### Passage given
####
Filter data to exclude rows with ‘overall’ in age

filtered_data <- population_data %>%
  filter(age != "overall")

# Create a distribution chart of the population by age group
ggplot(filtered_data, aes(x = age, y = population, fill = age)) +
  geom_bar(stat = "identity") +
  labs(
    title = "Distribution of Population by Age Group",
    x = "Age Group",
    y = "Population"
  ) +
  theme_minimal() +
  theme(
    axis.text.x = element_text(angle = 45, hjust = 1),
    legend.position = "none"
  )

4.2.1 Insights

  • Higher Population Among Younger Age Groups: The age groups 0-4, 5-9, and 10-14 have the highest population levels compared to others. This suggests a strong representation of younger individuals in the population.
  • Gradual Decline After Mid-Adulthood: There is a noticeable decline in population starting around the 30-34 age group. This trend continues consistently across older age groups.
  • Sharp Drop in Senior Population: The population significantly decreases in the 60-64 and older age groups. While the 70+ group shows a slight rebound compared to 65-69, it still represents a smaller proportion of the overall population.

4.3 Population Trend Over Time

population_trend <- population_data %>%
  group_by(state, date) %>%
  summarize(total_population = sum(population, na.rm = TRUE))
## `summarise()` has grouped output by 'state'. You can override using the
## `.groups` argument.
ggplot(population_trend, aes(x = date, y = total_population, color = state)) +
  geom_line() +
  labs(title = "Population Trends Over Time by State",
       x = "Year",
       y = "Total Population") +
  theme_minimal()

4.3.1 Insights

  1. Population Growth:
  • Selangor shows the most significant increase in population over time compared to other states, particularly after 1980. This suggests it has become a major urban and economic hub in Malaysia.
####
### Given problem A
Answer these from the population analysis, one per line:
(i) Which three age groups have the highest population levels?
(ii) Around which age group does the noticeable decline in population start?
(iii) Which state shows the most significant increase in population over time, and after which year in particular?
### Given problem B
Revise the part of the population analysis that opens with the words containing "4.3.1 Insights" and closes with "hub in Malaysia.", putting "Penang" in place of "Selangor".
### Given problem C
Carry the Malaysian population analysis on from its last sentence.

### Dataset excerpt
####
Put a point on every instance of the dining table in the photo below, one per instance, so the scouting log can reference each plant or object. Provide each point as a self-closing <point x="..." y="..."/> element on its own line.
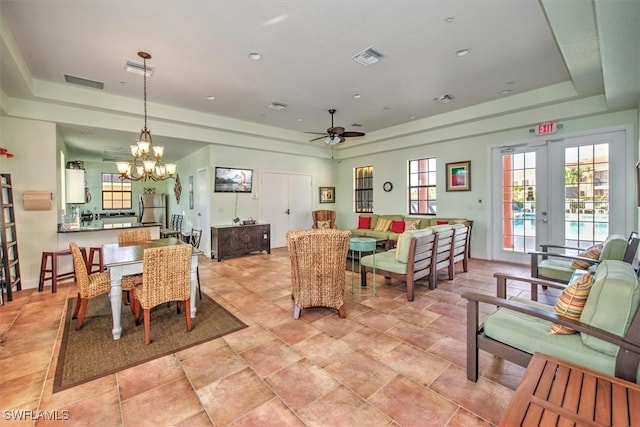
<point x="124" y="260"/>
####
### Right answer A
(i) 0-4, 5-9, and 10-14
(ii) 30-34
(iii) Selangor, particularly after 1980

### Right answer B
4.3.1 Insights

  1. Population Growth:
  • Penang shows the most significant increase in population over time compared to other states, particularly after 1980. This suggests it has become a major urban and economic hub in Malaysia.

### Right answer C
  • States like Johor, Sabah, and Sarawak also demonstrate steady population growth but at a slower pace compared to Selangor.
  1. Smaller Populations:
  • States such as Perlis and territories like W.P. Labuan and W.P. Putrajaya have relatively small populations compared to others, indicating their limited urban or rural development.
  1. Urbanization and Economic Activity:
  • The rapid population growth in Selangor and W.P. Kuala Lumpur reflects urbanization trends and economic opportunities in these areas. These regions likely attract more migration due to better job prospects and facilities.
  1. Recent Population Trends:
  • Some states, such as Johor and Sabah, show a sharp increase in the past two decades, indicating growing urban or industrial development.
  1. Disparity Across States:
  • The graph highlights significant disparities in population growth rates across states. This could be attributed to varying levels of development, economic opportunities, and migration patterns.
  1. Impact of Administrative Areas:
  • Federal territories like W.P. Putrajaya show a gradual increase, reflecting its establishment as an administrative hub and its relatively recent development.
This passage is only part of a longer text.